* [What the exercise asks]:
Print out every entry, keeping each line identical to the original.

Stored entries
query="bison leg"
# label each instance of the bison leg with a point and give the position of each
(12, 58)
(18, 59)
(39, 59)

* [Task answer]:
query="bison leg"
# label each instance of the bison leg with a point and give the position of each
(12, 58)
(18, 59)
(39, 59)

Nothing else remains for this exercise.